## Job
Can you rewrite all the rows below with "Pins" renamed to "Points", changing nothing else and leaving the pictures out?

## Input records
------

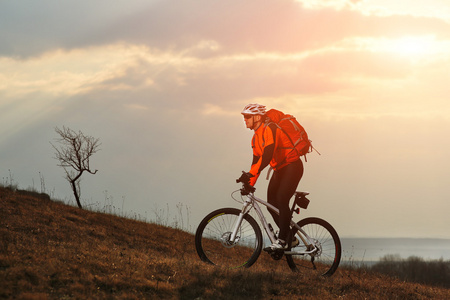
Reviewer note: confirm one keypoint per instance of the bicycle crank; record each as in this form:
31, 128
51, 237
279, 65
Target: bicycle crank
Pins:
275, 254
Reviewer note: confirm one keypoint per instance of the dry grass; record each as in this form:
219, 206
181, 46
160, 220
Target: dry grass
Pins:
49, 250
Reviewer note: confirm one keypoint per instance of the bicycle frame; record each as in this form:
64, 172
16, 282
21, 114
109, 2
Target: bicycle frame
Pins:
252, 201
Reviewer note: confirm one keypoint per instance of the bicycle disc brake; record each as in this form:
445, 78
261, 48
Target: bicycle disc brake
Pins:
225, 240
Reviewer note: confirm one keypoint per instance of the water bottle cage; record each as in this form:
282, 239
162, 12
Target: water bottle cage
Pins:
301, 201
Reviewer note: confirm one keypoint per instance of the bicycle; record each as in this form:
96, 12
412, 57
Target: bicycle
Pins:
232, 238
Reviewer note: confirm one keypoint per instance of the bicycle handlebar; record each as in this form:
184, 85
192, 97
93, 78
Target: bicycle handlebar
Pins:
246, 187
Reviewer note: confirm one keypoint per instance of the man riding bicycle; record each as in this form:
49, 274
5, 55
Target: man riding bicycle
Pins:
268, 149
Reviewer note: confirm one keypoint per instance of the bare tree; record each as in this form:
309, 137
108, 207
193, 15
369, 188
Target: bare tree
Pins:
73, 154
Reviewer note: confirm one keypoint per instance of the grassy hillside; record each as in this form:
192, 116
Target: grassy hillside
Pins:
49, 250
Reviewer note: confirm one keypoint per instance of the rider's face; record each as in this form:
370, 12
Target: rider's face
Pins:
251, 120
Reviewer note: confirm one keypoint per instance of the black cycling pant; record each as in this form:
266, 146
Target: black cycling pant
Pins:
282, 187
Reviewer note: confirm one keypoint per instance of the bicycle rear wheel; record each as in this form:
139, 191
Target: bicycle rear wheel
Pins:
326, 258
212, 239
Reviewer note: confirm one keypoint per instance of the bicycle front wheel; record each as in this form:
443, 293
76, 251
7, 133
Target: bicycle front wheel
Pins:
212, 239
324, 256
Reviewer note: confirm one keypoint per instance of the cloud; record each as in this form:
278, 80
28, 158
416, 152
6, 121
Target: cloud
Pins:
205, 27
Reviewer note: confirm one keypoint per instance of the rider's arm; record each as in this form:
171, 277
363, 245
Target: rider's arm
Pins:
260, 162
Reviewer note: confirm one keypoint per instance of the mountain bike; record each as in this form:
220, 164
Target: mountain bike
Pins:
232, 238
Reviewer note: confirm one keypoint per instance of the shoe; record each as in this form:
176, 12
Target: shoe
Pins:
279, 245
295, 242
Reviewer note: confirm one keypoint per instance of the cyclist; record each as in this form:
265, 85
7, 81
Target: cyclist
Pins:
267, 149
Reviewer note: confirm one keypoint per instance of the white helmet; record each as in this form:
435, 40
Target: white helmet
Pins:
254, 109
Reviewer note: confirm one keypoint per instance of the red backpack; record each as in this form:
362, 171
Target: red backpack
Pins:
294, 137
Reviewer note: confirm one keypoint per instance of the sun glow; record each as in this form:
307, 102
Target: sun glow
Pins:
410, 45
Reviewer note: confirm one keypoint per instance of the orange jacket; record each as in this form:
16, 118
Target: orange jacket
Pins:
267, 145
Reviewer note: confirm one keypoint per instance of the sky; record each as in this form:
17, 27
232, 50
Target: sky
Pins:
162, 83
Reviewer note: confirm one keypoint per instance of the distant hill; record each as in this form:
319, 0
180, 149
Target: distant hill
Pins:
49, 250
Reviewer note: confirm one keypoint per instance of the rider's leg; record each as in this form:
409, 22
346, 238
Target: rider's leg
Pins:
282, 187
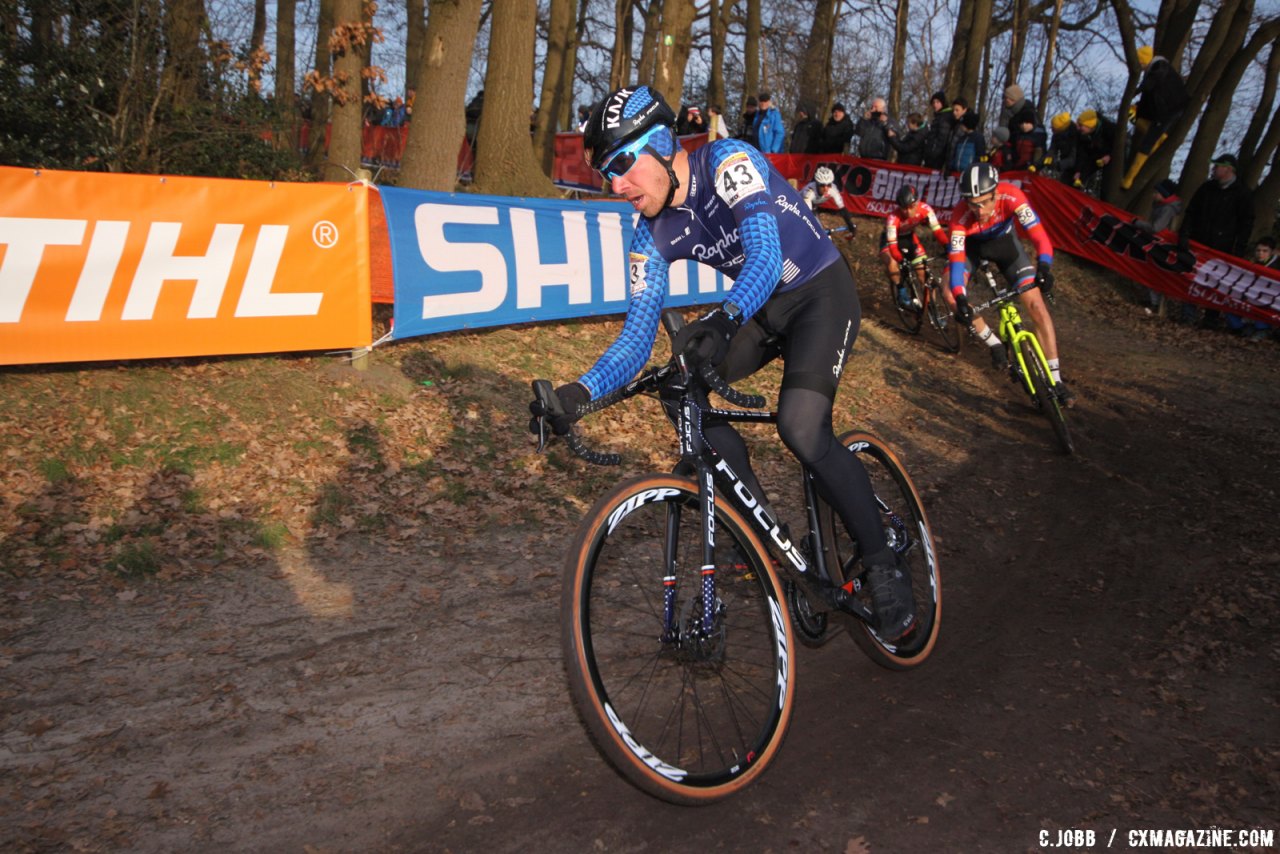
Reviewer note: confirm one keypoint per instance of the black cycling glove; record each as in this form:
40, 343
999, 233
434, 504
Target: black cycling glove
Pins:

------

## The output
Reviewer note: confirm one keypoint per instance of the bicycle crank; record each as in this form:
31, 128
51, 237
279, 65
Target: bicycle crank
Points:
275, 254
Reviewer note: confirm one keypoint per instance of the dry grass; record each as in this form:
219, 206
181, 46
160, 220
Target: dry grass
Points:
49, 250
Reviewer note: confirm one keypoint per instance of the bicycle frame; record each as in this form:
64, 172
16, 282
21, 114
109, 2
Target: bicycle frame
Points:
252, 201
Reviewer note: confirm one keypoint per instance of the bicycle disc brake; record each as in this form:
445, 78
261, 48
Target: bicycle disc brake
Points:
225, 240
Reviewer note: confirm one keypoint per instance of the water bottle cage; record each as in this form:
282, 239
162, 12
Target: water bottle cage
Points:
301, 201
Reviewer note: confirm one keypoint per instance of the bicycle; record each as in this form:
96, 12
412, 57
Target: bicycle
Points:
232, 238
Reviewer note: confirm one keypoint per instance of the bicycle handlebar; record each as in this form:
184, 85
192, 97
93, 78
Target: bicycle handlebar
Points:
246, 187
Reviewer note: confirm one keypoint per instance of the man riding bicycle; record each as in this form:
49, 274
5, 55
Target: man riding bicycle
Points:
268, 149
Reviewer note: confirm one keypoint per instance of the bare tree; record each as in this form:
309, 137
108, 207
193, 15
369, 188
Target: bare tree
Points:
73, 154
Reviewer note: confirm one keypoint per instance of the grassy hillside; record each as in this form:
192, 116
Target: grassy hillside
Points:
49, 250
Reviewer note: confirm one keypoint per instance of the rider's face; record each as in this form:
370, 12
Target: rider's face
Points:
251, 120
Reviewer note: confirm one keypoint per instance of the black cycling pant; record each as in this form:
266, 146
Target: black cycling pant
Points:
282, 187
Reviewer note: confirm one keypoint per instance of the bicycle rear wheel; record each as in this form:
139, 191
Target: bicycle rear wheel
Points:
326, 258
212, 239
Reviewer note: confirm one keypoint per instance of the bicycle front wheel; record each as in this form:
443, 293
76, 251
7, 133
Target: bicycle front wheel
Points:
212, 239
324, 256
Reviewer note: confirm one keypoint per instance of the cloud; record each as in this form:
278, 80
28, 158
416, 152
6, 121
Target: cloud
Points:
205, 27
Reviewer note: confirm one keypoint per instance of the rider's arm; record each as in this form:
171, 277
363, 245
Target: rider's arm
Points:
260, 162
Reviewer note: confirm one keypoint per instance of the mountain bike; record each as in this form:
220, 164
Target: mountain bike
Points:
232, 238
Reviewer note: confirm one keypoint per instance of the shoe; record each as in this form:
176, 12
Target: shoe
Points:
279, 245
295, 242
Reviewer note: confirm one keypoint per instance of the cyclist; record each as in this form:
265, 85
7, 81
Target: cyclist
Points:
267, 149
Reviewer note: confirm one keypoint per instance of the white helmet; record each as in this form:
435, 40
Target: white helmet
Points:
254, 109
Reviewer note: confirm one keypoint per instance of the red backpack; record each as in this form:
362, 171
Target: red backpack
Points:
294, 137
Reviewer note: confirm one keypoint per instance of the sun glow; record each as in this form:
307, 102
Target: sun glow
Points:
410, 45
Reviewer note: confirm one keypoint per instance of the orange jacket; record each as in this form:
16, 118
Target: orange jacket
Points:
267, 145
Reviewer note: confirm one keypoint per instance of the sky; record each as in this form:
17, 27
232, 50
Target: sky
Points:
162, 83
Reviewer note: confirm one keypoint per instance of the distant hill; record each as in this form:
319, 0
180, 149
Target: distant hill
Points:
49, 250
Reviewer note: confirm one keypoint per instance of the rider's leg; record each as in this form:
409, 22
346, 238
Target: rider's leg
Points:
282, 187
Reviewer note: confirm one keypoint per instance of the black cycling glove; record each as in this form:
40, 343
999, 233
434, 504
Target: black cycling glove
Points:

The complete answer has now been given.